• [TASK TO COMPLETE]
Collect all lines containing the word "green" from the data.

• [INPUT DATA]

----------

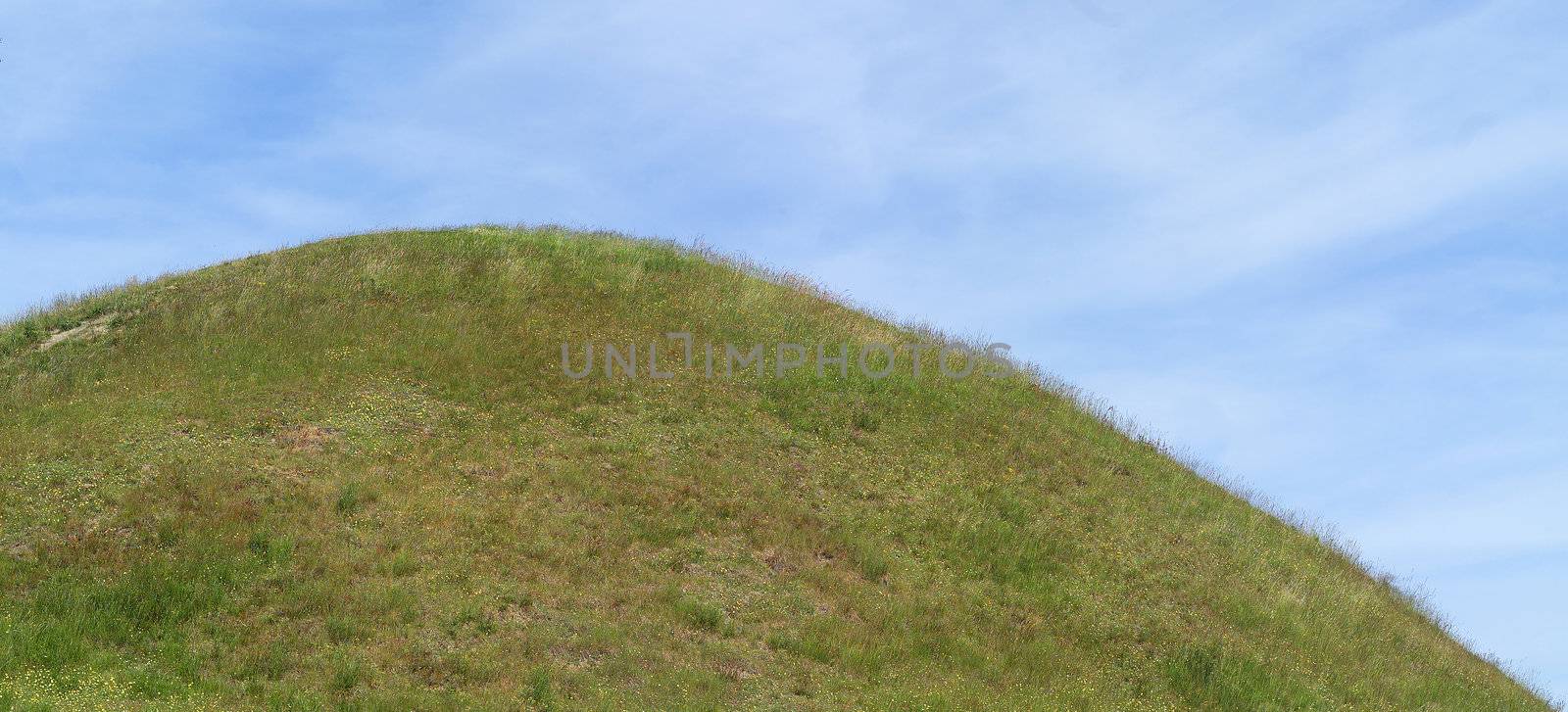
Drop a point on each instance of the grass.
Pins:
(353, 476)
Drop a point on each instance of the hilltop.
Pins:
(355, 474)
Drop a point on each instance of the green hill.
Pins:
(355, 474)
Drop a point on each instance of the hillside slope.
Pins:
(355, 474)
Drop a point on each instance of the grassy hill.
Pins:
(353, 474)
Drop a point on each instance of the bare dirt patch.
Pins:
(86, 330)
(308, 438)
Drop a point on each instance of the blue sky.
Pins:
(1321, 245)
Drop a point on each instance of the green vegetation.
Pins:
(355, 476)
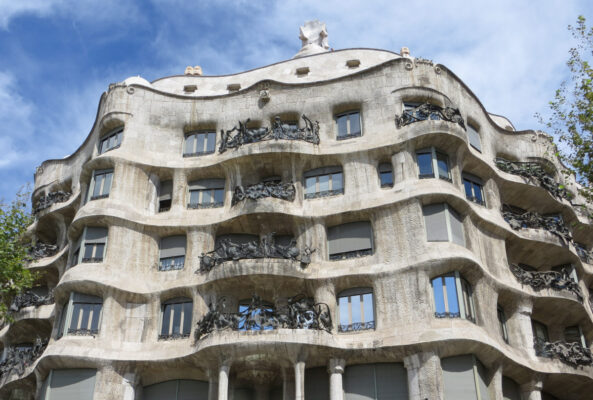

----------

• [SOLVED EXERCISE]
Drop a point on each instance of the green hill.
Drop a point on each instance of the green vegetation.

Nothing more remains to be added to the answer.